“Detroit’s Courtney Bell reflects on his own journey, offering seeds of wisdom sprinkled throughout his skillfully composed recollections.” – Billboard
“Courtney Bell is an up-and-coming rapper from Detroit whose gift for witty wordsmithing in singles like “Say You Wanna” and “Ice” has put him on the radars of traditional rap fans” – UPROXX
“There is much to admire about Courtney Bell, but perhaps the most incredible feat is how real Courtney appears on and off wax.” – Audiomack
“Detroit rapper Courtney Bell has been making noise with his lyrics throughout the past few years.” – Hot 97
For nearly a decade, Courtney Bell has toed the line between consciousness, spirituality, and the streets across two self-released albums (2018’s 10 Commandments and 2020’s Poverty Stricken), including the million-plus streamer “ICE” and collaborations with mentor Royce 5’9”. During the early 2020s, the 29-year-old lyricist from Detroit’s West Side slowed his output after exiting a major label deal, grieving the loss of multiple family members, and rediscovering his passion for music. With an elevated skillset and the fire within, March 22nd’s Microdose is a fitting catch-up for one of the most talented emerging voices in Hip Hop. The Royce-assisted “West Side” shares Courtney’s concrete roots with the world, while “Issues” reveals the inner turmoil of a relatable artist who draws from within. The potent reintroduction project features Royce, Black Thought, Symba, Conway The Machine, Skilla Baby, and more.

= Information shown =

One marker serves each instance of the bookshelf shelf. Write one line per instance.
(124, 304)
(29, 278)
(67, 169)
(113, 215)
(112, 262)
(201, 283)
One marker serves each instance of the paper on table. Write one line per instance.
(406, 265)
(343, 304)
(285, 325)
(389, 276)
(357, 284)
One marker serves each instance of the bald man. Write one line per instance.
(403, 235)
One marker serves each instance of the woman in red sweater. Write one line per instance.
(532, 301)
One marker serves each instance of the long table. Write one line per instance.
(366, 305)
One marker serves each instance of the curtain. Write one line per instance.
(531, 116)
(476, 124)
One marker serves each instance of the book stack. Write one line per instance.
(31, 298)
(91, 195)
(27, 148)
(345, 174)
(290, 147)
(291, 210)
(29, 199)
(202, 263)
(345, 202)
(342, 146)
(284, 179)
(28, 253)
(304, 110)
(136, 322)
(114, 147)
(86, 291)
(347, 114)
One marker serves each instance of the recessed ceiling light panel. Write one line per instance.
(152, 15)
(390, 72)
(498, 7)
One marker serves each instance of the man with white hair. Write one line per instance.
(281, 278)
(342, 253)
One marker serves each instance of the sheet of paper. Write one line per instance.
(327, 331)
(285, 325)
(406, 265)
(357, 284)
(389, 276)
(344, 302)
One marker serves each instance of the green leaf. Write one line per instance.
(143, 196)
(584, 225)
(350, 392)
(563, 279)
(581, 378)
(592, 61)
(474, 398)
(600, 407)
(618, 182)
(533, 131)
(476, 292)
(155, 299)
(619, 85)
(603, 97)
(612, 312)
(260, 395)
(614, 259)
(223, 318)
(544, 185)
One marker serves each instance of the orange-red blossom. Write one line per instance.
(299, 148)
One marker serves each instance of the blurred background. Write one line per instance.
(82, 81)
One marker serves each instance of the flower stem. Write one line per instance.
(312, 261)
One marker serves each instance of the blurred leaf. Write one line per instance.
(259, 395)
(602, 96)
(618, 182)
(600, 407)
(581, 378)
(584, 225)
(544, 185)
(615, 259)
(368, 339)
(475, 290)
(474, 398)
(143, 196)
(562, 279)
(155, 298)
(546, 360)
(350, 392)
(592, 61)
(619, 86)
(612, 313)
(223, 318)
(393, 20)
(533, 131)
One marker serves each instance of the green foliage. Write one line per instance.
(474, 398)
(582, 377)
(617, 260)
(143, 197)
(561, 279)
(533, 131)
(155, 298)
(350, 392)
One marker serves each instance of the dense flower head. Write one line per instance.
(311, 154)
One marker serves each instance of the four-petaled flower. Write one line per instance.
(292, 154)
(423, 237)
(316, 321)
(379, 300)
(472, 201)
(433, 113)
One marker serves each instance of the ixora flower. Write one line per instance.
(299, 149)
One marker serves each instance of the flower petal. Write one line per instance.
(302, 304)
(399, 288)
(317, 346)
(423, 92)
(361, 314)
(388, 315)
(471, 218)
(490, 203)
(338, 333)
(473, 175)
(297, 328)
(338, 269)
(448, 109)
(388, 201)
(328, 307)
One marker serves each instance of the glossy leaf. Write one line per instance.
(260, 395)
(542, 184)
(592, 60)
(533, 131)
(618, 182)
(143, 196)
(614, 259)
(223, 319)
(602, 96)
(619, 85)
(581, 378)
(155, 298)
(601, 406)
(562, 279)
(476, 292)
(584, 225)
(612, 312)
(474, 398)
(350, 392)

= Your tasks =
1. In the Courtney Bell bio, what is the title of his 2020 album?
2. Continue the Courtney Bell bio from its last sentence.

= Expected results =
1. Poverty Stricken

2.
“I’m able to toe the line between consciousness, spirituality, and the streets,” touts Detroit Hip Hop artist Courtney Bell. “Instead of glorifying any side, I speak about reality.” For nearly a decade, Bell has revealed his depth and range across two self-released albums, including the million-plus streamer “ICE” and collaborations with mentor Royce 5’9”. In recent years, Courtney slowed his output after leaving a major label deal, grieving the loss of multiple family members, and regaining his passion for music. “I’ve grown so much as a man,” he shares. “Everything has become heightened.” With an elevated skillset, March 22nd’s Microdose is a fitting catch-up for one of the most talented emerging voices in Hip Hop. The potent reintroduction project features Royce, Black Thought, Symba, Conway The Machine, Skilla Baby, and more.
Courtney Bell is a proud product of Detroit’s Westside. Although he grew up on Joy Street, the 29-year-old recalls an upbringing with gang-banging and legal challenges. Inside the home, he remembers learning from a mother, father, and aunt who dabbled and hustled, as well as a pious grandmother. Outside, Courtney not only survived the cutthroat streets—he thrived. “I experienced the duality that I’m rapping about now,” he reflects. Although Bell earned his stripes on the block, he always was a man of thought and principle. “I always had a voice and something to say. I always had my own perspective on life.” First, through poetry, Courtney advanced to rapping. He later performed in Motor City clubs and began uploading songs online.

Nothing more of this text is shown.